OBJECTIVE
Find every line in the material below that contains the word "perched", and copy each of those lines.

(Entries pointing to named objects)

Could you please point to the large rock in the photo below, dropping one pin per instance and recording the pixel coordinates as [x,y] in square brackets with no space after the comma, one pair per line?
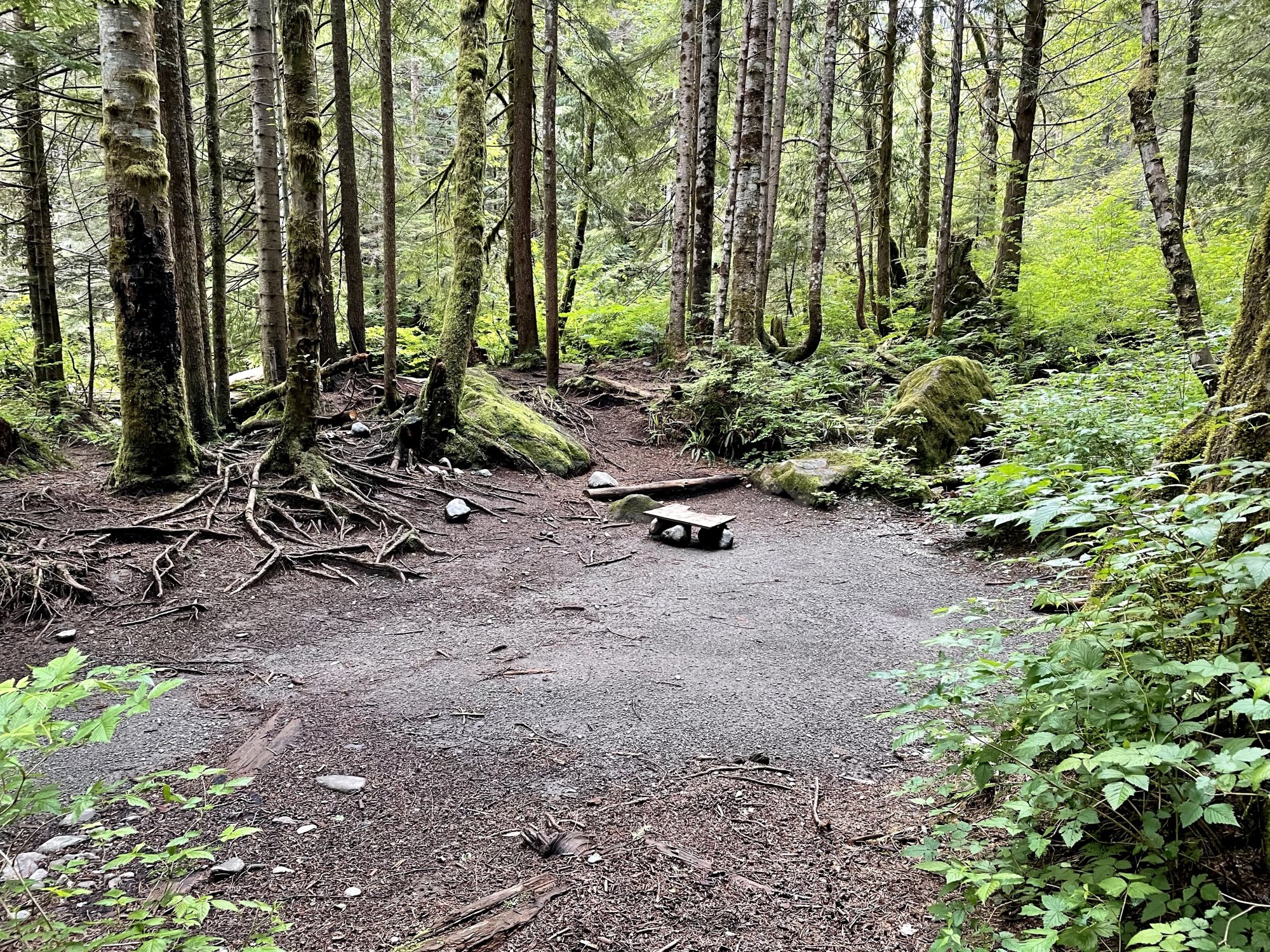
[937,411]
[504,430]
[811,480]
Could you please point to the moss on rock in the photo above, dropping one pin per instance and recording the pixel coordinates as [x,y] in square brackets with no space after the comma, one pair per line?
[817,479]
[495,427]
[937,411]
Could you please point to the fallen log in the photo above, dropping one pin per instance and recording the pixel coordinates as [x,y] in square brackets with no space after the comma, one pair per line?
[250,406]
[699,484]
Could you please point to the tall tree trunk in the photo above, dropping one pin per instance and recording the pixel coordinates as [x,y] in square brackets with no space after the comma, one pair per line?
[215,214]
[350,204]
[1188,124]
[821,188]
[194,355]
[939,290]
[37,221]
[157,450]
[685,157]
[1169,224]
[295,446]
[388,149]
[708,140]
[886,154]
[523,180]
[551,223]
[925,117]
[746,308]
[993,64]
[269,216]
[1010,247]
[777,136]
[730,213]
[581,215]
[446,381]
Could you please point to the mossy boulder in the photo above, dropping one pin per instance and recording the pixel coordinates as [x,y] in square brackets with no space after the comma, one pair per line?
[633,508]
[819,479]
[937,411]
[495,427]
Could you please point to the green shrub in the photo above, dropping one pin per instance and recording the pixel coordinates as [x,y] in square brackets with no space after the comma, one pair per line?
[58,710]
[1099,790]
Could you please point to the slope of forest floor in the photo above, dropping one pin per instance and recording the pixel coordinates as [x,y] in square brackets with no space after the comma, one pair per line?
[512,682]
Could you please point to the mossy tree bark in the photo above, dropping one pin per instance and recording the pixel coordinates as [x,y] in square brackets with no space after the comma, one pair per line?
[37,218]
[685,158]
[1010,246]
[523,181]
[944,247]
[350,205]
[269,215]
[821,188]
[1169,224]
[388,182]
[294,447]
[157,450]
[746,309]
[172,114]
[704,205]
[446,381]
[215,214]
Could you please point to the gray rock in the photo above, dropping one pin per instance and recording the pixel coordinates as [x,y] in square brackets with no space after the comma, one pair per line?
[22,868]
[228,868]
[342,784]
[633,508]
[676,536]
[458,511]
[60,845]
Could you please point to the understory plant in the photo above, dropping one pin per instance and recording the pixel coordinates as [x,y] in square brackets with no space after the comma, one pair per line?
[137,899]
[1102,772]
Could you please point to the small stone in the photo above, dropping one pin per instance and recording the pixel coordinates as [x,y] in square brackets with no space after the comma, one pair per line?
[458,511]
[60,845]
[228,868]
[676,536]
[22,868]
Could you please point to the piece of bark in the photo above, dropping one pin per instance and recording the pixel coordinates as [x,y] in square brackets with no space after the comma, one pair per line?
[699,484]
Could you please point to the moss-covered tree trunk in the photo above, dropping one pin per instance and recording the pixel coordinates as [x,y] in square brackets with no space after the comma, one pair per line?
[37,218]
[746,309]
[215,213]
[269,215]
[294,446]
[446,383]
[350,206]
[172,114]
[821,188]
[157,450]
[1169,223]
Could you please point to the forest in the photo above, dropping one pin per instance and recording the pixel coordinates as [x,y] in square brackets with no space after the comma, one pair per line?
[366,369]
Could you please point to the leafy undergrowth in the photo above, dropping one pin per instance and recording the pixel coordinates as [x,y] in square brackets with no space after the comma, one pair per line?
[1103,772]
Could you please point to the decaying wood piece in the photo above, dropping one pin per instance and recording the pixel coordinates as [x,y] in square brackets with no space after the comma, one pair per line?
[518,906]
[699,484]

---

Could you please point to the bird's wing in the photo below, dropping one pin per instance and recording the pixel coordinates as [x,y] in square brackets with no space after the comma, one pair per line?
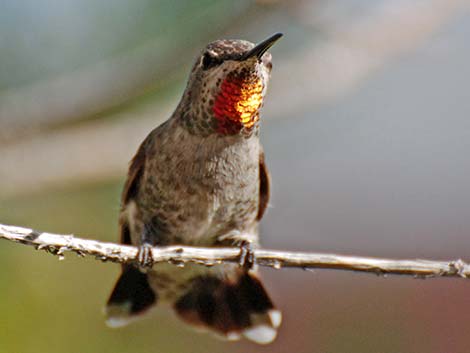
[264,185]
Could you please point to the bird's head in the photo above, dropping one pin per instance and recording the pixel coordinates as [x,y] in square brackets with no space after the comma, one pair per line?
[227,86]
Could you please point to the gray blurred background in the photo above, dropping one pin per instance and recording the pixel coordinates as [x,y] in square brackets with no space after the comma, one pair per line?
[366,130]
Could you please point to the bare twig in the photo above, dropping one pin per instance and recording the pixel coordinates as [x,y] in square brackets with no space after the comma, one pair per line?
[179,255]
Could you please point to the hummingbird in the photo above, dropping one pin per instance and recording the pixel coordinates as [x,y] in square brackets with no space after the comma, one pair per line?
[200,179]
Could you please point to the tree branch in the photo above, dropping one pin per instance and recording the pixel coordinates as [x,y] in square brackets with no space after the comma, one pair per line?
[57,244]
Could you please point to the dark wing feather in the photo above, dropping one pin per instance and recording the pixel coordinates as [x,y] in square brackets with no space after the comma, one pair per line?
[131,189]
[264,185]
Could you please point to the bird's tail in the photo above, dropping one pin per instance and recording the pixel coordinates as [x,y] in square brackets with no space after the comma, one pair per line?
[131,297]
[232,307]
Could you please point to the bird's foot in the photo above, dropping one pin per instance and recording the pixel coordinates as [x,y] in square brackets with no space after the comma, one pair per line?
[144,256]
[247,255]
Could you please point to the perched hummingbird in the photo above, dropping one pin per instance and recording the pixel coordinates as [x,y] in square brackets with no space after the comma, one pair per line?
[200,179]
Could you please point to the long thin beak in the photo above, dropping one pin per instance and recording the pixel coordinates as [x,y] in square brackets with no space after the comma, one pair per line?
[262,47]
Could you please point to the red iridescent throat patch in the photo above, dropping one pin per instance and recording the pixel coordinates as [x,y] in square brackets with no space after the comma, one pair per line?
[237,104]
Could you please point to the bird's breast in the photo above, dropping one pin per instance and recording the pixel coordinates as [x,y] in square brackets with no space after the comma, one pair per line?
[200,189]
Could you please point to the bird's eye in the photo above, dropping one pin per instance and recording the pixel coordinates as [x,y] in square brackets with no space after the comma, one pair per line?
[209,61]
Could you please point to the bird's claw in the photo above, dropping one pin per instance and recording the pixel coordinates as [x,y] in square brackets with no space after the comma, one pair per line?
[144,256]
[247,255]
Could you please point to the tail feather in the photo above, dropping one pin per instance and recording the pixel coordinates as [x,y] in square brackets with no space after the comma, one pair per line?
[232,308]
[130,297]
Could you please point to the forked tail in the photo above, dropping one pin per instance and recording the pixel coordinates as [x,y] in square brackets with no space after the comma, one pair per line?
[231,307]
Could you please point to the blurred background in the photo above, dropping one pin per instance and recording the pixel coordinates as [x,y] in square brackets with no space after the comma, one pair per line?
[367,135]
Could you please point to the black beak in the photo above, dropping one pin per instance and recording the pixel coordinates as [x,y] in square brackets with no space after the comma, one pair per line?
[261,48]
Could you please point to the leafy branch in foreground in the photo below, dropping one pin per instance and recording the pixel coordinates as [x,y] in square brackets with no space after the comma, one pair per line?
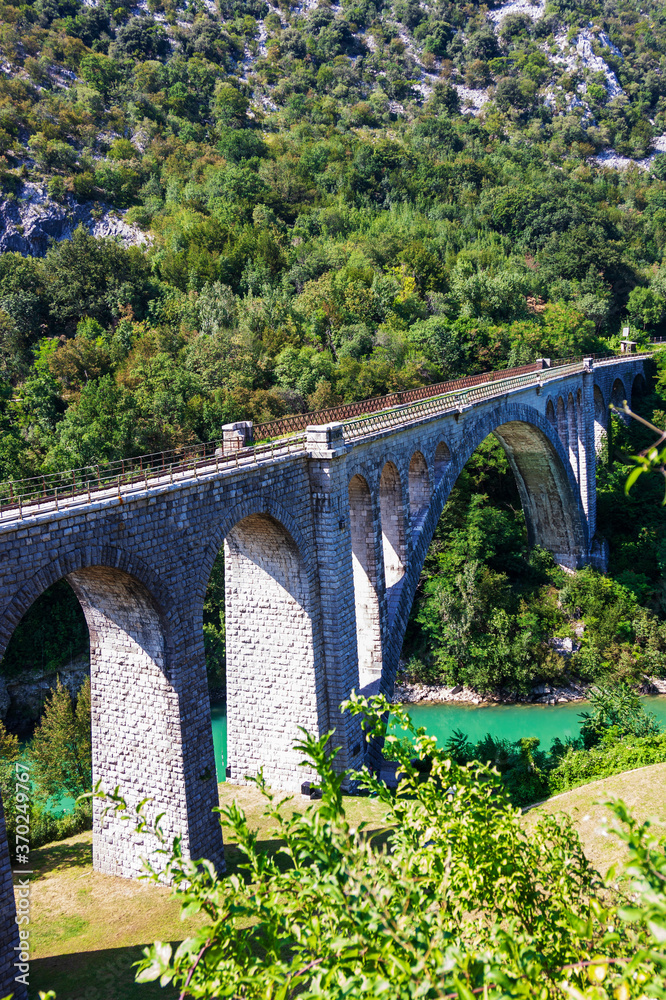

RESULT OF THIS EXERCISE
Could you please point to the perched hummingbird in the photo above, dropping one pin per instance and recording the pixel coordinates as [x,y] in square brackets with no space after the comma, one pair per line?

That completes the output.